■ TASK INSTRUCTIONS
Can you update the material below by changing every "keypoint" to "marker" and leaving everything else unchanged?

■ RECORDS PROVIDED
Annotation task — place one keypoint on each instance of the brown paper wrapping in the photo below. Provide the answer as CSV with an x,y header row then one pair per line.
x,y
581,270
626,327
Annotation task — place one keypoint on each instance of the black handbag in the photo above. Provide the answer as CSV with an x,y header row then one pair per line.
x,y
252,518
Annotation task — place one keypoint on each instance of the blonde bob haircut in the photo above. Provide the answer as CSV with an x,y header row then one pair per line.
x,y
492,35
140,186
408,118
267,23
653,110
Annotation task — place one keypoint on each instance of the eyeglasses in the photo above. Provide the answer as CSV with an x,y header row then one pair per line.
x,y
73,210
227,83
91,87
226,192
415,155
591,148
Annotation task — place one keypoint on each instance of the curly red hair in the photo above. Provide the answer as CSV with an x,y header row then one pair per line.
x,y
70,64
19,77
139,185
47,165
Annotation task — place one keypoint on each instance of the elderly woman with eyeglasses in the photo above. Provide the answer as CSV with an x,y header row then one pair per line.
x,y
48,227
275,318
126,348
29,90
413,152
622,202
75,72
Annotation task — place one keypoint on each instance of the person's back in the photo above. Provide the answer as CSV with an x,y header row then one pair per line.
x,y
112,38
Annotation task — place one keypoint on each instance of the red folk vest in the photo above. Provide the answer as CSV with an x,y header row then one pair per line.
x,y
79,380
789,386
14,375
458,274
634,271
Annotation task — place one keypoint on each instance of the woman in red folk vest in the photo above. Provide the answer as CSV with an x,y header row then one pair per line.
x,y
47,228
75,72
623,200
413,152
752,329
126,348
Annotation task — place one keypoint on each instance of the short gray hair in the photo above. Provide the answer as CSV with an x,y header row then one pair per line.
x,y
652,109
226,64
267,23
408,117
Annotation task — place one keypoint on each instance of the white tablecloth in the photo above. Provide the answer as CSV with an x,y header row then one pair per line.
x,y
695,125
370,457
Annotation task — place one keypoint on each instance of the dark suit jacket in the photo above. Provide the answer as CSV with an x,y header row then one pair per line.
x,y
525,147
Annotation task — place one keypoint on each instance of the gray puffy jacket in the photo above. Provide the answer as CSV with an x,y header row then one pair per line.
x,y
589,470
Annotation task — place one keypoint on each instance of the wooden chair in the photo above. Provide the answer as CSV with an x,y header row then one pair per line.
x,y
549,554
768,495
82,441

■ COMPLETE OUTPUT
Annotation task — place one marker on each instance of the brown paper wrapping in the photo below. Provide the answer as CSV with an x,y header row then one pair per line.
x,y
581,270
626,327
Annotation task — place one marker on each instance of the black handbag in the photo above. Provide the answer as CSV with an x,y header row then one pair per line.
x,y
252,518
Annotation task — place one marker on each instance of the blonde bob haircut in the photo above. Provide the answer as CSV with an x,y header row then one pair per line.
x,y
492,35
140,186
408,118
267,23
653,110
Annotation task — place one marker on each instance of the eyeglasses in the photo above. Provide the answer as CSV with an x,y header row then one pair per line.
x,y
73,210
227,83
91,87
226,192
415,155
591,148
Annotation task — place one marker on each instance of the curly red hair in the photo above. Provide the answer as CSV with an x,y header row then one pair per line.
x,y
70,64
19,77
139,185
47,165
Annotation task — place one marker on each instance of the elderly woman with eyeglasses in the photo above. Provide the answer as CSV with an x,y header row then one pair per line.
x,y
48,227
275,318
126,348
29,90
413,152
622,202
75,72
Annotation task — place one marker on each instance of the person's back in the photo above. Provide the answer as CSV with an x,y header row then one pair per line.
x,y
112,38
Annotation task — place one marker on each instance of the red folk vest in the photo above. Provide the answer as CSV with an x,y header row then one pair per line.
x,y
79,380
789,386
14,375
458,274
634,271
Annotation task — place one marker on each instance of the woman in red folk vest in the photo above. Provide the answer as CSV with an x,y header row then one pair per line.
x,y
47,228
75,72
623,200
413,152
752,329
126,348
Annotation task — place one marker on each instance of the short gray hair in the photo above. Provide the answer as CSV with an x,y header row then one pair per line.
x,y
652,109
226,64
267,23
408,117
Annotation task — place one marker on each instance of the white tablecloth in the photo above. Provide the answer as CSV with an x,y header row then one pair per line.
x,y
695,125
370,457
Annotation task — place one marker on each instance of the dark suit jacket in the photo above. Provide the answer as CSV with an x,y header row then one pair per line.
x,y
525,147
Annotation task — place one marker on each instance of the gray puffy jacket in the photo above. Provide the answer as CSV with an x,y header row then one pair per line.
x,y
589,470
Annotation task — place one marker on each instance of the wooden chair in the photo above. Provide the answer as CSV with an x,y header row then one pair per line.
x,y
549,554
768,495
82,441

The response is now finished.